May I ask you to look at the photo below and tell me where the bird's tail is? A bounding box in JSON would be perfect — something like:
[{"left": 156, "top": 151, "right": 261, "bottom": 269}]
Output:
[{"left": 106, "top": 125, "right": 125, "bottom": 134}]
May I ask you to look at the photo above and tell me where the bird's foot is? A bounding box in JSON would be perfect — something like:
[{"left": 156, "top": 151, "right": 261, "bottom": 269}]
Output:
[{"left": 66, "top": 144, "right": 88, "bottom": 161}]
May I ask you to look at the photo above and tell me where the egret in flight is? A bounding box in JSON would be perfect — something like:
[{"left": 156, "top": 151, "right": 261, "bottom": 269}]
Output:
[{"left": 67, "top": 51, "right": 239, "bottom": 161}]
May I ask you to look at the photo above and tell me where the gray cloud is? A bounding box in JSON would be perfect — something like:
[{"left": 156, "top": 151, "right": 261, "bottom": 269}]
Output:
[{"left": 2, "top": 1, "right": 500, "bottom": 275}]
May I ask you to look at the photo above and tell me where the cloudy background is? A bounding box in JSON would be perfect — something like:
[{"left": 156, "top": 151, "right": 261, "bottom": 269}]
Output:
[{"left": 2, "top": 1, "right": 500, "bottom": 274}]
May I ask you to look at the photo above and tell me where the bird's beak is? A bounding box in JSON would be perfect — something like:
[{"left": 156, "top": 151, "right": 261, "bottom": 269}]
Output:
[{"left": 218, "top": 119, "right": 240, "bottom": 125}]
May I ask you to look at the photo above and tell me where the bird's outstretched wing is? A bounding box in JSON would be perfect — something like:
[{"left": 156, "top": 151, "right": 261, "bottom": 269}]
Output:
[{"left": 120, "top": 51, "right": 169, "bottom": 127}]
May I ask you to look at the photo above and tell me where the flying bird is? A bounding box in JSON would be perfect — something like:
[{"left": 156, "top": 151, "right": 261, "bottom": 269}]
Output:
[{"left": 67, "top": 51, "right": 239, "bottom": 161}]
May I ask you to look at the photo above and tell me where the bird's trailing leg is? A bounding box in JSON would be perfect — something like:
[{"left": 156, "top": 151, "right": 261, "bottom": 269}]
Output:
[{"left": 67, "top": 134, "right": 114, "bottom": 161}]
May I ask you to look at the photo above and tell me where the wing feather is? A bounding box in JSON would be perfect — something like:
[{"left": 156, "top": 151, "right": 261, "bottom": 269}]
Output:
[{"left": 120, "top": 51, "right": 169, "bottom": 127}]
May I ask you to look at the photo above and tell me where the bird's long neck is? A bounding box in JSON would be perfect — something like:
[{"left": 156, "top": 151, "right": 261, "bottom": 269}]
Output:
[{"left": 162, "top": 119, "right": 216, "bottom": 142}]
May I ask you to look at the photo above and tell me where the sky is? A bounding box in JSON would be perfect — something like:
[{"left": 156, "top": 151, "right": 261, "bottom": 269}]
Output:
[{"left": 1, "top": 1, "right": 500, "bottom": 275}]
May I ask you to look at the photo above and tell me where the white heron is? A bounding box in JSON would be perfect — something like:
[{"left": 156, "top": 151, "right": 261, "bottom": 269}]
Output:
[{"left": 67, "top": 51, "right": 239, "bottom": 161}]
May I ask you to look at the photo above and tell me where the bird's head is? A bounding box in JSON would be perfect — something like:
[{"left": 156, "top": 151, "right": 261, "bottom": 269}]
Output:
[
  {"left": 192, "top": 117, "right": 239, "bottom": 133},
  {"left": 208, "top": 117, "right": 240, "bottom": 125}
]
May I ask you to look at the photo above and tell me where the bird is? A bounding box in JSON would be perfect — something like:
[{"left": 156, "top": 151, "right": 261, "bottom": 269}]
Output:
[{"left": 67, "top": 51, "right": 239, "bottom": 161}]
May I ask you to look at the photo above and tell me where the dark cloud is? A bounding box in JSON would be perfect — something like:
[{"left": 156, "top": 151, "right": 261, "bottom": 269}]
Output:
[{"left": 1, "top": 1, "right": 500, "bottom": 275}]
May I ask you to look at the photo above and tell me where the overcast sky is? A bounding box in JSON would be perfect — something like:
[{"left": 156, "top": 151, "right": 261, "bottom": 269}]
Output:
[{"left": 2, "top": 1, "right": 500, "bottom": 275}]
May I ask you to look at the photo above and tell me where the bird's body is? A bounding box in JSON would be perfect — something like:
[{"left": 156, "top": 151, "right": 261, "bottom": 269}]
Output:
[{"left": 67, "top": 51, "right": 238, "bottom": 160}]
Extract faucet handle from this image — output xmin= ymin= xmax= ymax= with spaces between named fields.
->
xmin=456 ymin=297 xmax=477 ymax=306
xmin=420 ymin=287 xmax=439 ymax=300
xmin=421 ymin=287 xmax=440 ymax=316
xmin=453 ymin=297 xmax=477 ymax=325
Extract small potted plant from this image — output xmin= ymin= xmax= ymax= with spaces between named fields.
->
= = = = =
*TASK OBJECTIVE*
Retype the material. Keep it exact.

*REPLY TO THE TASK*
May I ask you to look at the photo below and tell me where the bird's tail is? A bounding box in JSON would be perfect — something like:
[{"left": 156, "top": 151, "right": 261, "bottom": 269}]
Output:
[{"left": 106, "top": 125, "right": 125, "bottom": 134}]
May I ask you to look at the photo above and tell me where the bird's foot is? A bounding box in JSON would be perfect — something like:
[{"left": 156, "top": 151, "right": 261, "bottom": 269}]
Output:
[{"left": 66, "top": 144, "right": 88, "bottom": 161}]
May I ask you to look at the photo above and tell me where the egret in flight is? A bounding box in JSON would be perfect — something like:
[{"left": 156, "top": 151, "right": 261, "bottom": 269}]
Output:
[{"left": 67, "top": 51, "right": 239, "bottom": 161}]
May I ask you to look at the photo above and tell me where the gray cloud is? A bounding box in JSON would be perfect — something like:
[{"left": 156, "top": 151, "right": 261, "bottom": 269}]
Output:
[{"left": 2, "top": 1, "right": 500, "bottom": 275}]
May I ask you to look at the photo above and tell me where the cloudy background is? A bounding box in JSON would be perfect — something like:
[{"left": 156, "top": 151, "right": 261, "bottom": 269}]
Output:
[{"left": 2, "top": 1, "right": 500, "bottom": 274}]
May I ask you to look at the photo above and tell me where the bird's beak is? A bounding box in JSON would be perfect — something like:
[{"left": 156, "top": 151, "right": 261, "bottom": 269}]
Output:
[{"left": 218, "top": 119, "right": 240, "bottom": 125}]
May I ask you to look at the photo above and tell me where the bird's outstretched wing is? A bounding box in JSON would be perfect — something like:
[{"left": 156, "top": 151, "right": 261, "bottom": 269}]
Output:
[{"left": 120, "top": 51, "right": 169, "bottom": 127}]
May I ask you to look at the photo above and tell me where the flying bird is? A bounding box in JSON would be perfect — something like:
[{"left": 156, "top": 151, "right": 261, "bottom": 269}]
Output:
[{"left": 67, "top": 51, "right": 239, "bottom": 161}]
May I ask you to look at the photo above and tell me where the bird's trailing leg is? A bounding box in JSON would be perfect — something like:
[{"left": 156, "top": 151, "right": 261, "bottom": 269}]
Output:
[{"left": 67, "top": 134, "right": 114, "bottom": 161}]
May I ask you to look at the photo above and tell me where the wing feather is? A bounding box in JSON would be perfect — something like:
[{"left": 156, "top": 151, "right": 261, "bottom": 269}]
Output:
[{"left": 120, "top": 51, "right": 169, "bottom": 127}]
May I ask you to look at the photo above and tell me where the bird's long neck is? A bounding box in JSON would be perfect — something like:
[{"left": 156, "top": 151, "right": 261, "bottom": 269}]
Output:
[{"left": 162, "top": 119, "right": 216, "bottom": 142}]
May I ask you to look at the photo above and tell me where the sky is? A bounding box in JSON would be perfect — something like:
[{"left": 156, "top": 151, "right": 261, "bottom": 269}]
Output:
[{"left": 1, "top": 1, "right": 500, "bottom": 275}]
May I ask you to look at the photo above and tell me where the white heron is? A bounding box in JSON would be perfect — something like:
[{"left": 156, "top": 151, "right": 261, "bottom": 269}]
Output:
[{"left": 67, "top": 51, "right": 239, "bottom": 161}]
May I ask you to look at the photo above and tell me where the bird's head is? A bounding box in JSON would be perfect — something like:
[{"left": 156, "top": 151, "right": 261, "bottom": 269}]
Output:
[
  {"left": 192, "top": 117, "right": 239, "bottom": 133},
  {"left": 208, "top": 117, "right": 240, "bottom": 125}
]
May I ask you to look at the photo above and tell me where the bird is? A bounding box in JSON would be perfect — something like:
[{"left": 156, "top": 151, "right": 261, "bottom": 269}]
Output:
[{"left": 67, "top": 51, "right": 239, "bottom": 161}]
May I ask you to look at the photo above and tell me where the dark cloud is? A bounding box in JSON would be perfect — something like:
[{"left": 156, "top": 151, "right": 261, "bottom": 269}]
Output:
[{"left": 1, "top": 1, "right": 500, "bottom": 275}]
May I ask you to look at the photo above and tell me where the overcast sky is? A bounding box in JSON would be perfect — something like:
[{"left": 156, "top": 151, "right": 261, "bottom": 269}]
Output:
[{"left": 2, "top": 1, "right": 500, "bottom": 275}]
May I ask you to look at the photo above and tell me where the bird's body is? A bounding box in JSON would be perfect — something like:
[{"left": 156, "top": 151, "right": 261, "bottom": 269}]
Output:
[{"left": 67, "top": 51, "right": 238, "bottom": 160}]
Extract faucet handle from this image — output xmin= ymin= xmax= ymax= with spaces between named fields.
->
xmin=456 ymin=297 xmax=477 ymax=306
xmin=420 ymin=287 xmax=439 ymax=300
xmin=421 ymin=287 xmax=440 ymax=316
xmin=453 ymin=297 xmax=477 ymax=325
Extract small potted plant from this image — output xmin= ymin= xmax= ymax= with spaces between named fields.
->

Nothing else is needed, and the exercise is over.